- Article:

_ _ _ _

# Confused about Form 1040 and 1099 with Turbo Tax



## ipodclassic1 (May 31, 2020)

So I filed tax for the first time ever using TurboTax. It imported my Uber information directly from the app to turbo tax for free. I realized the Form was 1040 and not 1099. I already filed it and got my tax return. I read that uber drivers are all using 1099 forms. Why is this? Did I use the right form?


----------



## Older Chauffeur (Oct 16, 2014)

The Form 1040 is the basic tax return everyone files, whether they have a W2 from an employer or a 1099 for independent contractor income. If TurboTax filed your RETURN for you, it’s probably okay, and the IRS sent you your REFUND. Uber issues a 1099k for ride payments via credit card transactions if they total at least $20,000.
If Uber pays you at least $600 in bonuses and other incentives (not paid by customers) they issue a 1099misc.
Otherwise they report your income to you on the tax information page, which is probably what you imported.
I’m not a tax professional, but that’s my layman’s understanding.


----------



## ipodclassic1 (May 31, 2020)

Older Chauffeur said:


> The Form 1040 is the basic tax return everyone files, whether they have a W2 from an employer or a 1099 for independent contractor income. If TurboTax filed your RETURN for you, it's probably okay, and the IRS sent you your REFUND. Uber issues a 1099k for ride payments via credit card transactions if they total at least $20,000.
> If Uber pays you at least $600 in bonuses and other incentives (not paid by customers) they issue a 1099misc.
> Otherwise they report your income to you on the tax information page, which is probably what you imported.
> I'm not a tax professional, but that's my layman's understanding.


Thanks that clears it up a bit. So I don't need to worry about 1099 then I'm assuming? I just haven't read any uber drivers that had to use the 1040. Yeah so based on what you said, I didn't get the 1099 because i didn't make 20,000. which is true. I only made 8000 dollars.


----------



## islanddriver (Apr 6, 2018)

_ _ _ _

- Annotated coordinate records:
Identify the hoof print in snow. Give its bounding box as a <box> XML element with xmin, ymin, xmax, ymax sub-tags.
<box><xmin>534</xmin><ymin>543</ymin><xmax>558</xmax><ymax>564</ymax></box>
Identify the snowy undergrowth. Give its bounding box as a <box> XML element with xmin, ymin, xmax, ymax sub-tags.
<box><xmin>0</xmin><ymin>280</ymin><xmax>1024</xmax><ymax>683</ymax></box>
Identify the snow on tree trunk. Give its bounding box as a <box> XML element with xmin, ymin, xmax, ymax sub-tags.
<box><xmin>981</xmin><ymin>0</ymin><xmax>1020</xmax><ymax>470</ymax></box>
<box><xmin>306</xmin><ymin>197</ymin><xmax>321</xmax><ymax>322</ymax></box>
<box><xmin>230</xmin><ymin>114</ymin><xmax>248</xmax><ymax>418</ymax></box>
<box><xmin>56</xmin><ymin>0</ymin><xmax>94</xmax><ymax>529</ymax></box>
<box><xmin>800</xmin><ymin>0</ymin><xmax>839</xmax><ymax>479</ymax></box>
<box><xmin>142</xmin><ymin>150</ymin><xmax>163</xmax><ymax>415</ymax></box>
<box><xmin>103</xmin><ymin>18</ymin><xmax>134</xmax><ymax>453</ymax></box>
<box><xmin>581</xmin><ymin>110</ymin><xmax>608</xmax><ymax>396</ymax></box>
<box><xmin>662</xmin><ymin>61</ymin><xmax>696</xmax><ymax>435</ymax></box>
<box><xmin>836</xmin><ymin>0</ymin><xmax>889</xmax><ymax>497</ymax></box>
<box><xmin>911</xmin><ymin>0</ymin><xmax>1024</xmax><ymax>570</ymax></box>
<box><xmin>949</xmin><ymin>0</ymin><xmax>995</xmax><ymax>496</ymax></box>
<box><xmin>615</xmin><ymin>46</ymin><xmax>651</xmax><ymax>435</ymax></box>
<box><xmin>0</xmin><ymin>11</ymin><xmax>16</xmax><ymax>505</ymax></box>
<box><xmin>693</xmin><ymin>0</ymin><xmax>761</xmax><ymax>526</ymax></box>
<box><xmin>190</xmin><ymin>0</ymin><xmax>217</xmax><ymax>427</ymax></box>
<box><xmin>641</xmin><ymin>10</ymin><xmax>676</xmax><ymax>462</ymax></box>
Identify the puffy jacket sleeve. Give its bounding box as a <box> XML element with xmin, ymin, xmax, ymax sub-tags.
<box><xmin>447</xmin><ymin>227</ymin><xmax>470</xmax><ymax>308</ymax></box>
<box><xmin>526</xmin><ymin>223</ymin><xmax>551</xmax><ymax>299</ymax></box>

_ _ _ _

- To be done:
#1 Quote the rows of the annotated coordinate records from the line containing "Identify the puffy" through the last row of those records, including both ends.
#2 Continue the forum thread about Form 1040 and 1099 with TurboTax from the point where it stops.
The forum thread and the rows of annotated coordinate records are independent of each other.

- Responses for each task:
#1
Identify the puffy jacket sleeve. Give its bounding box as a <box> XML element with xmin, ymin, xmax, ymax sub-tags.
<box><xmin>447</xmin><ymin>227</ymin><xmax>470</xmax><ymax>308</ymax></box>
<box><xmin>526</xmin><ymin>223</ymin><xmax>551</xmax><ymax>299</ymax></box>

#2
ipodclassic1 said:


> Thanks that clears it up a bit. So I don't need to worry about 1099 then I'm assuming? I just haven't read any uber drivers that had to use the 1040. Yeah so based on what you said, I didn't get the 1099 because i didn't make 20,000. which is true. I only made 8000 dollars.


Yes in easy terms 1040 is what gets filed. 1099 is just a statement of earnings to use to fill out form 1040.


----------



## ipodclassic1 (May 31, 2020)

islanddriver said:


> Yes in easy terms 1040 is what gets filed. 1099 is just a statement of earnings to use to fill out form 1040.


So people who has 1099 need to file 1040 as well. I see


----------



## islanddriver (Apr 6, 2018)

ipodclassic1 said:


> So people who has 1099 need to file 1040 as well. I see


Yes everyone with an income needs to file a 1040


----------



## NicFit (Jan 18, 2020)

So the form 1040 is what you file to the irs, the form 1099 and w-2 are what you receive for your income. You then use your 1099 and w-2 to create a 1040. If you filled it in right with turbo tax you are fine, though if it’s your first time you should pay turbo tax the extra money and have a consultant review everything. Well worth it since you seem confused, they would of explained this to you also


----------



## SpinalCabbage (Feb 5, 2020)

Don't forget the Schedule C.


----------



## NicFit (Jan 18, 2020)

SpinalCabbage said:


> Don't forget the Schedule C.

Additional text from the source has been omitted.